◆ EXERCISE REQUIREMENTS ◆
**a.** In the statement, retype everything from "The Guidelines were" down to "in three-year run.".
**b.** What average annual oil price does the statement assume in its worst-case scenario?

◆ PASSAGE PROVIDED ◆

◆ ◆ ◆ ◆ ◆ ◆ ◆

Statement by Bank of Russia Governor Elvira S. Nabiullina at the State Duma of the Russian Federation on 18 November 2014 on the Guidelines for the Single State Monetary Policy in 2015 and for 2016 and 2017

Distinguished colleagues!

Let me introduce you to the ‘Guidelines for the Single State Monetary Policy in 2015 and for 2016 and 2017’ worked out in compliance with Article 45 of the Federal Law ‘On the Central Bank of the Russian Federation’. The final version of the Guidelines presented to you today differs from the initial one. It has been completed with consideration of remarks received from the State Duma committees and the expert community.

All of you have the document at your disposal and were able to read and discuss it in the committees of the State Duma.

I would like not to retell the document but rather highlight the guidelines of our policy in the context of issues you as well as the society are concerned about.

Thank you for the questions sent in advance to the Bank of Russia by the parliamentary groups, I will touch upon some of them in my speech and answer the rest in written form.

The Guidelines were adjusted with consideration of changes of external and, unfortunately, not always positive factors. Falling oil prices and restricted access to the market of external borrowings for a number of largest Russian companies exert pressure on the ruble. We have developed five scenarios which differ in terms of oil price dynamics and the duration of sanctions. Even in the worst case – average annual oil price of 80 US dollars per barrel and persistence of sanctions until late 2017 – our economy will retain stability and we will be able to decrease inflation to 4% target in three-year run.

◆ ◆ ◆ ◆ ◆ ◆ ◆

◆ RECORDS PROVIDED ◆
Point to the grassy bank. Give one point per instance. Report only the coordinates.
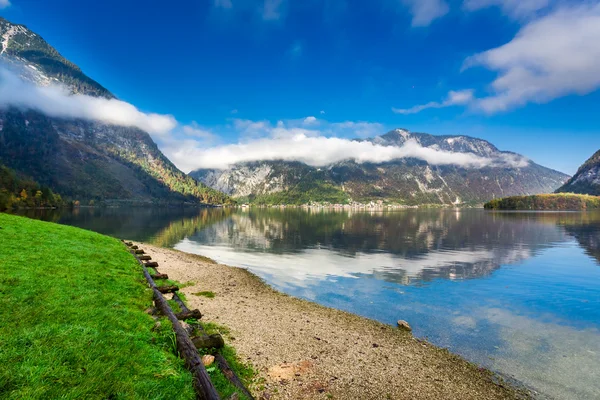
(73, 324)
(558, 201)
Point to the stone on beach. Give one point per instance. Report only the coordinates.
(402, 324)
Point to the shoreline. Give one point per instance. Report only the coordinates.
(303, 350)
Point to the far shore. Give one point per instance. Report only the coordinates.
(306, 351)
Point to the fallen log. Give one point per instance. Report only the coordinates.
(231, 375)
(214, 341)
(205, 390)
(168, 289)
(180, 302)
(196, 314)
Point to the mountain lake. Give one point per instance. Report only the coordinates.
(516, 292)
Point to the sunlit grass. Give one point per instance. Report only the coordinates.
(72, 319)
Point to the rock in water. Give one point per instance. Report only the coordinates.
(404, 325)
(208, 360)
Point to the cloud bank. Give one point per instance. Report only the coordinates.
(310, 140)
(552, 56)
(56, 101)
(517, 9)
(289, 142)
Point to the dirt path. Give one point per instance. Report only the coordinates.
(306, 351)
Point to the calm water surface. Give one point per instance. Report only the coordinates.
(516, 292)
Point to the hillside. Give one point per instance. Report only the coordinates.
(559, 201)
(587, 178)
(408, 181)
(79, 159)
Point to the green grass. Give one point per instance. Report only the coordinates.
(244, 371)
(210, 295)
(72, 319)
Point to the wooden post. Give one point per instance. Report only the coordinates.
(205, 390)
(183, 315)
(168, 289)
(180, 302)
(230, 375)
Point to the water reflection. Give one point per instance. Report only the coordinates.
(517, 292)
(402, 247)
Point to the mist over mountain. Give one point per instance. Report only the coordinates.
(587, 178)
(67, 132)
(445, 170)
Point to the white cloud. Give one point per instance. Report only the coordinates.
(284, 141)
(195, 130)
(517, 9)
(454, 98)
(553, 56)
(425, 11)
(316, 151)
(271, 10)
(311, 121)
(223, 4)
(356, 129)
(56, 101)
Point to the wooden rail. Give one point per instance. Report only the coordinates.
(205, 390)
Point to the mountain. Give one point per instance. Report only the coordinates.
(587, 178)
(76, 158)
(408, 181)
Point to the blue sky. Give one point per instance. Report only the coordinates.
(218, 66)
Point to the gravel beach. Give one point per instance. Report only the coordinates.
(306, 351)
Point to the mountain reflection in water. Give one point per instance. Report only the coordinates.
(517, 292)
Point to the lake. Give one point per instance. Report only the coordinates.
(517, 292)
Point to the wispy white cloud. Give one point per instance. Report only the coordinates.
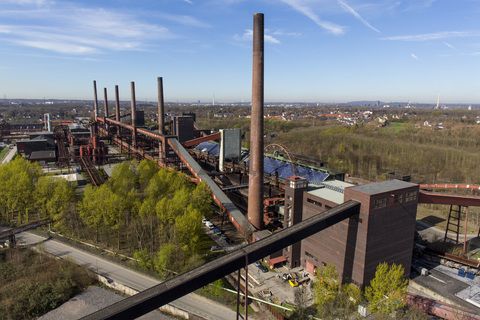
(77, 30)
(434, 36)
(419, 4)
(301, 7)
(248, 36)
(345, 6)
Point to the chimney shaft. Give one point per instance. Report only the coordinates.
(95, 100)
(105, 101)
(255, 174)
(133, 115)
(161, 107)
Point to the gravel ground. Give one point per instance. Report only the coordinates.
(92, 299)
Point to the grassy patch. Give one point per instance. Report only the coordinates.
(32, 284)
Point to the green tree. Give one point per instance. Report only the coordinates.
(327, 287)
(387, 290)
(188, 228)
(351, 296)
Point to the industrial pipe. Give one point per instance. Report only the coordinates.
(105, 101)
(255, 175)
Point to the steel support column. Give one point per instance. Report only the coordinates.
(255, 175)
(95, 100)
(133, 114)
(183, 284)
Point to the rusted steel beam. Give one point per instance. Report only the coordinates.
(95, 100)
(161, 107)
(105, 102)
(133, 114)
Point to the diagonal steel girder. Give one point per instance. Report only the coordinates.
(172, 289)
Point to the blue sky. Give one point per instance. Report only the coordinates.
(316, 50)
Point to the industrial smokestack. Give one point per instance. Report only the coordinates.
(161, 107)
(95, 100)
(255, 173)
(117, 104)
(105, 101)
(133, 116)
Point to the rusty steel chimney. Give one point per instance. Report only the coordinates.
(95, 100)
(117, 104)
(255, 173)
(133, 115)
(161, 107)
(105, 101)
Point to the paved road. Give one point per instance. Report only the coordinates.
(192, 303)
(11, 153)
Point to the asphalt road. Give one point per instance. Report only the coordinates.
(191, 303)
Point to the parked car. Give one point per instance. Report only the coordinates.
(293, 283)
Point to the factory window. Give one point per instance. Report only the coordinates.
(314, 202)
(380, 203)
(411, 196)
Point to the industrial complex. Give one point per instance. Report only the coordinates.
(294, 215)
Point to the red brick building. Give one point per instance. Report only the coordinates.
(383, 232)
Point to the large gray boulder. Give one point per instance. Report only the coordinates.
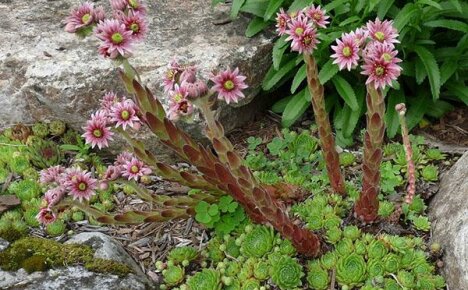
(449, 216)
(46, 73)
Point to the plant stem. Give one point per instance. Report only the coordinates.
(327, 141)
(367, 206)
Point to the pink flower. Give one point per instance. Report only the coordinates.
(135, 169)
(317, 15)
(82, 186)
(229, 85)
(135, 22)
(96, 131)
(108, 100)
(297, 27)
(54, 195)
(51, 174)
(346, 52)
(178, 103)
(282, 19)
(380, 72)
(117, 40)
(46, 216)
(123, 158)
(80, 17)
(306, 42)
(382, 31)
(124, 114)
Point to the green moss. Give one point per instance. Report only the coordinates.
(38, 254)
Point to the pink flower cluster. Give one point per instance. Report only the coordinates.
(74, 181)
(374, 43)
(182, 86)
(301, 27)
(113, 112)
(117, 34)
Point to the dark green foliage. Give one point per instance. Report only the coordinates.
(434, 42)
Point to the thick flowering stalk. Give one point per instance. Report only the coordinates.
(367, 205)
(327, 141)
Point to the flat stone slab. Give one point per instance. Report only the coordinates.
(46, 73)
(449, 217)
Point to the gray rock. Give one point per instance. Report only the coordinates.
(449, 216)
(3, 244)
(46, 73)
(107, 248)
(70, 278)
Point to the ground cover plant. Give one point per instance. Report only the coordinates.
(290, 218)
(432, 39)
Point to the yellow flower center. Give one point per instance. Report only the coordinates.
(379, 35)
(299, 30)
(228, 85)
(134, 169)
(125, 115)
(82, 186)
(97, 133)
(379, 70)
(117, 38)
(347, 51)
(85, 18)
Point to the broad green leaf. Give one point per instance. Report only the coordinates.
(420, 71)
(328, 70)
(236, 6)
(430, 3)
(255, 7)
(280, 105)
(383, 8)
(298, 78)
(255, 26)
(278, 50)
(346, 92)
(458, 90)
(449, 24)
(273, 6)
(296, 107)
(432, 69)
(274, 76)
(448, 68)
(405, 15)
(391, 116)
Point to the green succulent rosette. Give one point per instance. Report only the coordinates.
(351, 270)
(318, 278)
(287, 273)
(173, 275)
(258, 242)
(207, 279)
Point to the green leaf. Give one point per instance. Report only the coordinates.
(430, 3)
(346, 92)
(432, 69)
(300, 76)
(391, 116)
(278, 50)
(383, 8)
(296, 107)
(405, 15)
(280, 105)
(274, 76)
(273, 6)
(255, 26)
(449, 24)
(458, 90)
(236, 6)
(328, 70)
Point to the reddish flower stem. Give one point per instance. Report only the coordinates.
(327, 141)
(367, 206)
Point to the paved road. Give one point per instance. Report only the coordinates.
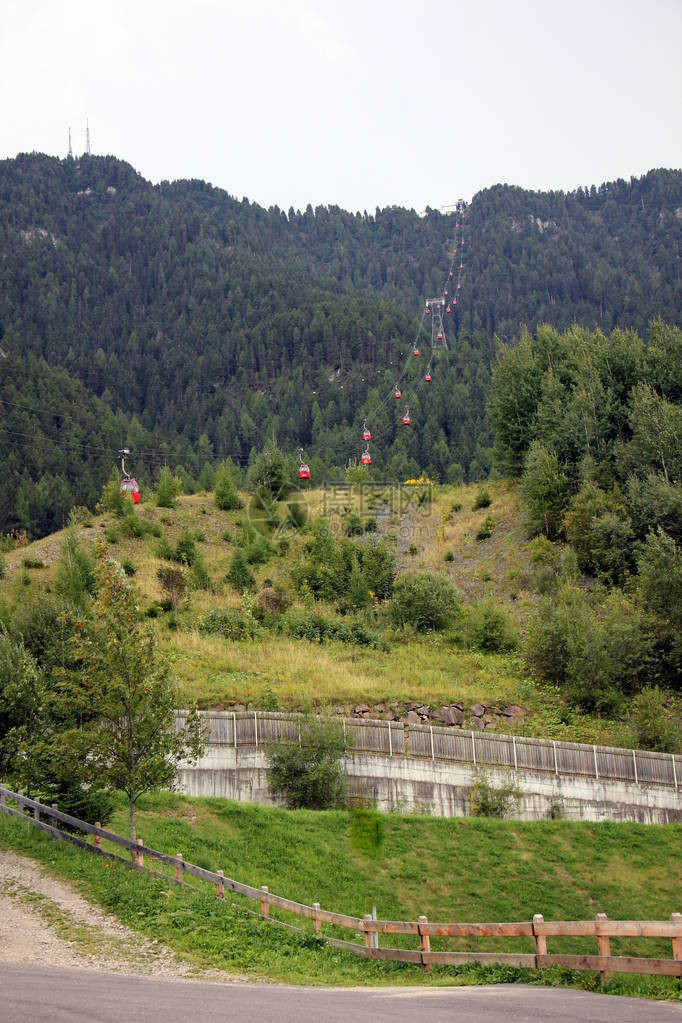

◆ ◆ ◆ ◆ ◆ ◆ ◆

◆ SOLUTIONS ◆
**a.**
The Guidelines were adjusted with consideration of changes of external and, unfortunately, not always positive factors. Falling oil prices and restricted access to the market of external borrowings for a number of largest Russian companies exert pressure on the ruble. We have developed five scenarios which differ in terms of oil price dynamics and the duration of sanctions. Even in the worst case – average annual oil price of 80 US dollars per barrel and persistence of sanctions until late 2017 – our economy will retain stability and we will be able to decrease inflation to 4% target in three-year run.

**b.** 80 US dollars per barrel.